[TASK REQUIREMENTS]
Repeat, exactly and completely, the material that follows. Omit the pictures.

[MATERIAL]
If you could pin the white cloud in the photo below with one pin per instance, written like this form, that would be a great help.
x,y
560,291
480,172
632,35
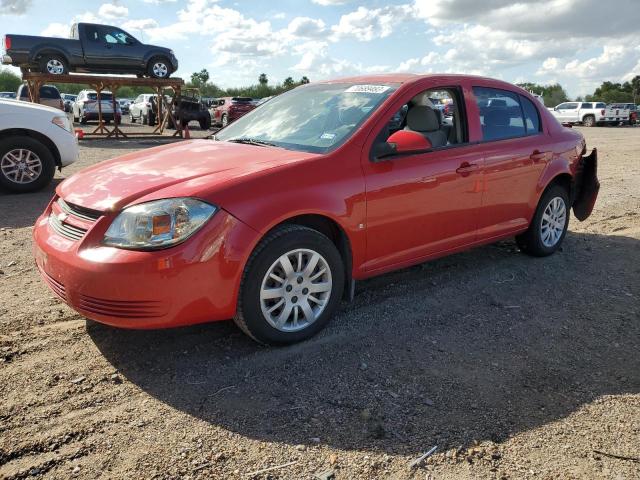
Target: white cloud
x,y
14,7
140,24
306,27
366,24
60,30
112,11
326,3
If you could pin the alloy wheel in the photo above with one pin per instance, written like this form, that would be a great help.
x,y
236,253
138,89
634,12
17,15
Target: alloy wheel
x,y
554,220
160,70
21,166
295,290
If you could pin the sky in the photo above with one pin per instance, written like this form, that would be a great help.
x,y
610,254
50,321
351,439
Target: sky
x,y
578,43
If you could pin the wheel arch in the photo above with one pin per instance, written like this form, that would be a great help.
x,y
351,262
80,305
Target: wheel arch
x,y
19,132
332,230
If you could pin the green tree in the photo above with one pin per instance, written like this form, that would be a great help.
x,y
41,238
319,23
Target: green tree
x,y
9,81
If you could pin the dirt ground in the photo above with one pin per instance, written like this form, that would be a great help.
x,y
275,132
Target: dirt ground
x,y
514,367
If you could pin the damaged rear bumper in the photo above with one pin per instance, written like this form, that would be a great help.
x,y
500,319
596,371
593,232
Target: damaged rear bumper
x,y
586,186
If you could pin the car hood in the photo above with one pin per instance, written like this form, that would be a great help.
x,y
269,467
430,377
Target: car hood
x,y
190,168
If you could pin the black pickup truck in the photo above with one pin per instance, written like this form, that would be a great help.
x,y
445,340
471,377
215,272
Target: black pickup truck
x,y
90,48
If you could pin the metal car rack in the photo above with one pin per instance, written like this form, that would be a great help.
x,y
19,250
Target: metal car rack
x,y
99,83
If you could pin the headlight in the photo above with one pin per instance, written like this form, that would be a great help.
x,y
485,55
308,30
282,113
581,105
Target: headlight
x,y
158,224
62,122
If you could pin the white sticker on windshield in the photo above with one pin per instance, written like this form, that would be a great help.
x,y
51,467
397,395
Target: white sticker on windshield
x,y
367,89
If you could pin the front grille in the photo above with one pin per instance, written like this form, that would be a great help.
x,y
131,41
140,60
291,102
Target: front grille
x,y
121,308
78,211
66,230
54,285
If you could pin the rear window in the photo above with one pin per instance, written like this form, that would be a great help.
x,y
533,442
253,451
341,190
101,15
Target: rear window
x,y
103,96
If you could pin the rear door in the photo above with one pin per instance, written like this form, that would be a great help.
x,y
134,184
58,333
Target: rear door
x,y
516,151
421,204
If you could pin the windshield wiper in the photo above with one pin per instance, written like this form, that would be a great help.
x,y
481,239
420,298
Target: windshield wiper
x,y
252,141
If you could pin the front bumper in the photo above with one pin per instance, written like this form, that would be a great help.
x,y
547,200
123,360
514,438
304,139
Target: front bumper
x,y
194,282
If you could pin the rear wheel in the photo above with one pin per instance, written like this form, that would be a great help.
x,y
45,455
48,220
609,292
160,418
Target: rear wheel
x,y
26,165
291,286
53,65
549,225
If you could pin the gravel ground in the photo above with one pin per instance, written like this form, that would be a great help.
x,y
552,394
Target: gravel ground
x,y
514,367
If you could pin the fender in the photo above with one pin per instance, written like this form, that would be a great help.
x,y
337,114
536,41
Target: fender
x,y
41,49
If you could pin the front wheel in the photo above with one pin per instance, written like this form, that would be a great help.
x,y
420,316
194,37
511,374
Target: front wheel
x,y
53,65
26,165
291,286
159,68
549,225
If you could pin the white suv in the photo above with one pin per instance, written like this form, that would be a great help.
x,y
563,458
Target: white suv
x,y
34,140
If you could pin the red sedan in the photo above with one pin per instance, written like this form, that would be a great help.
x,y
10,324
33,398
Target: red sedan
x,y
273,221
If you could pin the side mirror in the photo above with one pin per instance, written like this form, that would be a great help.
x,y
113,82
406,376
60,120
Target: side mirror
x,y
407,141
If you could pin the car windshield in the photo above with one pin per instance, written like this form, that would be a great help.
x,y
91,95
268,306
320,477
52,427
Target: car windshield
x,y
103,96
312,118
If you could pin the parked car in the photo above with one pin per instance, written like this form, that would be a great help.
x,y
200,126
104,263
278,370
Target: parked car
x,y
68,101
86,109
273,220
140,107
589,114
49,95
633,111
34,140
124,105
188,108
229,109
90,48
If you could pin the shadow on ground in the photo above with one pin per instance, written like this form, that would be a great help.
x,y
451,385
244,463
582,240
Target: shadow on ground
x,y
480,345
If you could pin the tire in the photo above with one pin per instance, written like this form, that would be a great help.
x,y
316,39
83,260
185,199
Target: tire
x,y
159,67
53,64
293,241
533,241
589,121
43,170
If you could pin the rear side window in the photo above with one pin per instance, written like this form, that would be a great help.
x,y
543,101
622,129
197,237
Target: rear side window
x,y
531,116
50,93
501,115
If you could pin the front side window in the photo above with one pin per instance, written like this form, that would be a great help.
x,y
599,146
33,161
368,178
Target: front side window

[TASK ANSWER]
If you could pin the white cloud in the photo below with one pin per instance, written like this form, that would be a great help.
x,y
560,291
480,172
632,35
Target: white cloud
x,y
14,7
140,24
306,27
366,24
60,30
112,11
326,3
If you could pin the alloy wheel in the photo above with one pin per instance, written like this form, that would be a great help.
x,y
236,253
138,89
634,12
17,15
Target: alloy wheel
x,y
554,220
160,70
21,166
295,290
If you could pin the sky in the photo above with one pin per instance, written like this form, that would be a great help.
x,y
610,254
50,321
351,439
Target: sky
x,y
578,43
If you could pin the wheel arch in the photo above with one pin per instance, written like this form, that would be a great help.
x,y
351,262
80,305
Target: wheel arch
x,y
19,132
332,230
If you could pin the green tree in the photo above with one pin per instance, written like this form, that would be a great help.
x,y
41,238
319,23
Target: green tree
x,y
9,81
If you could pin the dirt ground in the photo above with one pin per instance, written like this form, that would be a great help.
x,y
275,132
Target: dirt ground
x,y
514,367
If you could pin the damaged rear bumper in the photo above with one pin per instance, written like this form, that would be a great help.
x,y
500,319
596,371
593,232
Target: damaged rear bumper
x,y
586,186
If you could pin the car hood in the photo above with one pin per instance, written like this form, that would be a great help.
x,y
269,467
430,377
Target: car hood
x,y
190,168
If you could pin the black pickup truck in the photo above with one pin per instance, written like this form, that would be a great help.
x,y
445,340
471,377
215,272
Target: black pickup truck
x,y
90,48
If you could pin the metal car rack in the photo above with one pin per instance, written like this form, that would be a great help.
x,y
19,250
Target: metal car rack
x,y
99,83
If you could pin the headlight in the photo above with one pin per instance, written like this form, that would be a great help.
x,y
485,55
308,30
282,113
581,105
Target: headlight
x,y
158,224
62,122
If you could pin the white sticker on windshield in the photo above with one pin per instance, written like this form, that would be a great help.
x,y
51,467
397,395
Target: white sticker on windshield
x,y
367,89
If you could pin the front grille in the photo above with one pin per instance, written like this form, that would be a great help.
x,y
131,41
140,60
291,102
Target: front grille
x,y
121,308
78,211
66,230
54,285
If you could pin the rear window in the photo above with one pin per instance, written like this form, that would be a great help.
x,y
533,442
253,451
341,190
101,15
Target: rear window
x,y
103,96
If you could pin the rear door in the photo above with one pin per instance, written like this form, that would be a great help.
x,y
134,184
58,333
Target: rear door
x,y
516,151
421,204
If you could pin the windshield wiper in the photo above with one pin per instance, written like this form, that would be a great help.
x,y
481,239
420,298
Target: windshield wiper
x,y
252,141
If you could pin the front bumper in the photo above with one pin per instance, written like this form, that would be a great help.
x,y
547,200
123,360
514,438
304,139
Target: front bumper
x,y
194,282
If you could pin the rear wheel in the photo above with one pin per instance, written like this form, that would be a great help.
x,y
45,455
48,220
609,292
160,418
Target: rear wheel
x,y
26,165
291,286
53,65
549,225
If you could pin the gravel ground in the photo above with one pin per instance, written like this form, that would be a great help.
x,y
552,394
Target: gravel ground
x,y
514,367
If you could pin the fender in the photo above with one pin per instance, written like this form, that would be a great help.
x,y
337,114
536,41
Target: fender
x,y
41,49
If you could pin the front wheel in the photo above with one pin per instance, written like this form, that would be a great help.
x,y
420,316
194,37
511,374
Target: front wheel
x,y
53,65
26,165
291,286
159,68
549,225
If you could pin the white suv in the photo above with one pin per instance, written like this form, that would be a great help.
x,y
563,458
Target: white suv
x,y
34,140
If you could pin the red sedan in the photo above with one pin per instance, written like this form, that would be a great help.
x,y
10,324
33,398
Target: red sedan
x,y
273,221
If you could pin the side mirror in the photo above with one pin per instance, written like this form, that would be a great help.
x,y
113,82
406,376
60,120
Target: side mirror
x,y
407,141
If you could pin the car windshield in the photo above with one pin per instance, written like this form, that would be a great help.
x,y
91,95
268,306
320,477
52,427
Target: car windshield
x,y
103,96
312,118
If you could pin the parked car in the photo above with one pin per instance, written like this form, that would be a great help.
x,y
200,126
104,263
278,370
Target: parked car
x,y
68,101
86,109
273,220
140,107
589,114
49,95
633,111
34,140
124,105
188,108
229,109
90,48
If you could pin the shadow on ground in the photo above with one pin per instance, written like this form, that would be a great help.
x,y
451,385
244,463
582,240
Target: shadow on ground
x,y
480,345
If you could pin the tire in the photo above with one pin per instance, written like this form, that would be a great help.
x,y
316,39
83,260
185,199
Target: tire
x,y
159,67
53,64
293,241
533,241
589,121
43,170
If you could pin the rear side window in the photo above with one pin per instance, written like this form, that would be a great help.
x,y
543,101
622,129
197,237
Target: rear side window
x,y
531,116
50,93
501,115
If you could pin the front side window in the photo above with one pin per instance, written like this form, that would be a great help.
x,y
599,146
33,161
368,178
Target: front side window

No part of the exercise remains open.